Supplied information START

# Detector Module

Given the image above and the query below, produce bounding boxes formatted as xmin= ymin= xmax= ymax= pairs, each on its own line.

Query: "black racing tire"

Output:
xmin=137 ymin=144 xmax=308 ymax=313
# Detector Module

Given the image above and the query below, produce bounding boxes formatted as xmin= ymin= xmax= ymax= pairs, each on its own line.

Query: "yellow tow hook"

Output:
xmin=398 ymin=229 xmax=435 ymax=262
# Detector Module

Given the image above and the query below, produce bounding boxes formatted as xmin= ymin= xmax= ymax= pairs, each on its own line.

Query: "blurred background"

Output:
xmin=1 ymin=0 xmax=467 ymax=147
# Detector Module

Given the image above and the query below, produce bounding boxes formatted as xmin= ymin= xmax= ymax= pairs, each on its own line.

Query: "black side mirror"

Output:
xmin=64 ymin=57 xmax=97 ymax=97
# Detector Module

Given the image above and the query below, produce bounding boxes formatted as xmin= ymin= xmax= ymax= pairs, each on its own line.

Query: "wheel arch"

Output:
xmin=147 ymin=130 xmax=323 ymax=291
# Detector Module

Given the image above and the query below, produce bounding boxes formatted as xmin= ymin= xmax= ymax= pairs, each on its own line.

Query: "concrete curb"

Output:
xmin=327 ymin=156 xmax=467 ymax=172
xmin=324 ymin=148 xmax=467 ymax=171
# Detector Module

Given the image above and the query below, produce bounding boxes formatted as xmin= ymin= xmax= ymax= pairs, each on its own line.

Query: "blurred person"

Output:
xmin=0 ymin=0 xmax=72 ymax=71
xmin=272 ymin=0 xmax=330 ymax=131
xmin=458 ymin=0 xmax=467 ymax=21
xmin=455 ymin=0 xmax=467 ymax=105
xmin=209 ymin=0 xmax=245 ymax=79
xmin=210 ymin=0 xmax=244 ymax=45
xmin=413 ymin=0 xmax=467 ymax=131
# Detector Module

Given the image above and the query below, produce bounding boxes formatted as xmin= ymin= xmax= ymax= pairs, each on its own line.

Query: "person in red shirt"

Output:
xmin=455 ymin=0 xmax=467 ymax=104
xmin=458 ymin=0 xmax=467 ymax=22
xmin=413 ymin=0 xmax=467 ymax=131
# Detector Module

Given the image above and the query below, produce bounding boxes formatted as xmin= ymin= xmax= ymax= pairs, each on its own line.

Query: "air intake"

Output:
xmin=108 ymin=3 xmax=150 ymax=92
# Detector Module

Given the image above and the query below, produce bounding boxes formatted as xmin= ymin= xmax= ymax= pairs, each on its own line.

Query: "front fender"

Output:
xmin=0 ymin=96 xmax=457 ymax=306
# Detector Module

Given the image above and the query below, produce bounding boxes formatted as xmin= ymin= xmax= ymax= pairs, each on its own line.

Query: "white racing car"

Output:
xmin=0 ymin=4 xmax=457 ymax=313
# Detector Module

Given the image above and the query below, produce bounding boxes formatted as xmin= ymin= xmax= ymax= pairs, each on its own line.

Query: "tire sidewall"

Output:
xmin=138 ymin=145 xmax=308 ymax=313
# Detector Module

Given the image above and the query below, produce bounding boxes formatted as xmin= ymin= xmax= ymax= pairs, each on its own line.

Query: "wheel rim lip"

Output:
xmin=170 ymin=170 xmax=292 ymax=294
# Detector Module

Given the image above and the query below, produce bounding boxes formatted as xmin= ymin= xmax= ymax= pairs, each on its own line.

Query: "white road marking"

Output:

Supplied information END

Every line above is to be transcribed exactly.

Solution:
# Detector Module

Given the image above and the query below, produce bounding boxes formatted as xmin= ymin= xmax= ymax= pairs, each on its own line.

Query: "black racing tire"

Output:
xmin=137 ymin=144 xmax=308 ymax=313
# Detector Module

Given the image above and the query below, produce bounding boxes formatted as xmin= ymin= xmax= ymax= pairs, each on its own line.

Query: "yellow tow hook"

Output:
xmin=398 ymin=229 xmax=435 ymax=262
# Detector Module

Given the image above and the query below, produce bounding boxes formatted as xmin= ymin= xmax= ymax= pairs, each on its own line.

Query: "blurred background"

Output:
xmin=1 ymin=0 xmax=467 ymax=147
# Detector Module

Given the image above and the query below, produce bounding boxes formatted as xmin= ymin= xmax= ymax= pairs, each on its own line.

Query: "black side mirror"

Output:
xmin=64 ymin=57 xmax=97 ymax=97
# Detector Module

Given the image above and the query below, produce bounding boxes formatted as xmin= ymin= xmax= ymax= pairs, each on its own line.

Query: "wheel arch"

Output:
xmin=147 ymin=130 xmax=323 ymax=291
# Detector Module

Given the image above and the query below, produce bounding boxes formatted as xmin= ymin= xmax= ymax= pairs, each on its own line.

Query: "concrete curb"

Output:
xmin=327 ymin=156 xmax=467 ymax=172
xmin=324 ymin=148 xmax=467 ymax=171
# Detector Module

Given the image above and the query below, produce bounding boxes formatted as xmin= ymin= xmax= ymax= pairs, each on its own line.

Query: "blurred person"

Output:
xmin=0 ymin=0 xmax=72 ymax=71
xmin=272 ymin=0 xmax=330 ymax=131
xmin=458 ymin=0 xmax=467 ymax=21
xmin=455 ymin=0 xmax=467 ymax=105
xmin=209 ymin=0 xmax=245 ymax=79
xmin=210 ymin=0 xmax=244 ymax=45
xmin=413 ymin=0 xmax=467 ymax=131
# Detector Module

Given the image above and the query below, produce bounding boxes formatted as xmin= ymin= xmax= ymax= pairs, each on its own line.

Query: "person in red shirt"

Output:
xmin=455 ymin=0 xmax=467 ymax=104
xmin=458 ymin=0 xmax=467 ymax=22
xmin=413 ymin=0 xmax=467 ymax=131
# Detector Module

Given the image above and the query below, produce bounding boxes formatted as xmin= ymin= xmax= ymax= pairs, each on its own line.

Query: "air intake"

Output:
xmin=108 ymin=3 xmax=150 ymax=92
# Detector Module

Given the image above and the query below, produce bounding boxes formatted as xmin= ymin= xmax= ymax= pairs, each on its own line.

Query: "front fender"

Output:
xmin=0 ymin=96 xmax=457 ymax=306
# Detector Module

Given the image above and the query below, produce bounding boxes formatted as xmin= ymin= xmax= ymax= pairs, each on its own line.

Query: "white racing car"

Output:
xmin=0 ymin=4 xmax=457 ymax=313
# Detector Module

Given the image above and the query below, produce bounding boxes formatted as xmin= ymin= xmax= ymax= pairs, each on its own line.

Query: "tire sidewall"

Output:
xmin=138 ymin=145 xmax=308 ymax=313
# Detector Module

Given the image above and the query below, produce bounding boxes formatted as xmin= ymin= xmax= ymax= pairs, each on its own line.

Query: "wheel rim lip"

Output:
xmin=170 ymin=170 xmax=292 ymax=294
# Detector Module

Given the image above and the query below, produce bounding boxes formatted as xmin= ymin= xmax= ymax= pairs, each on its own line.

Query: "white road marking"

Output:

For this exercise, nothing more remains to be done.